= Exercise directions =
Rewrite the entries below, substituting "hazy leaves" for each occurrence of "blurred foliage" and keeping everything else unchanged.

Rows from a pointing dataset
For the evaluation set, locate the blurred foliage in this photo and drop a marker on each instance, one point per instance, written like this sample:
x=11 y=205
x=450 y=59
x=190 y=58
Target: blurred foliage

= Exercise solution =
For the evaluation set, locate the hazy leaves in this photo and drop a marker on each instance, one point per instance, written like this sample:
x=11 y=205
x=450 y=59
x=190 y=58
Target: hazy leaves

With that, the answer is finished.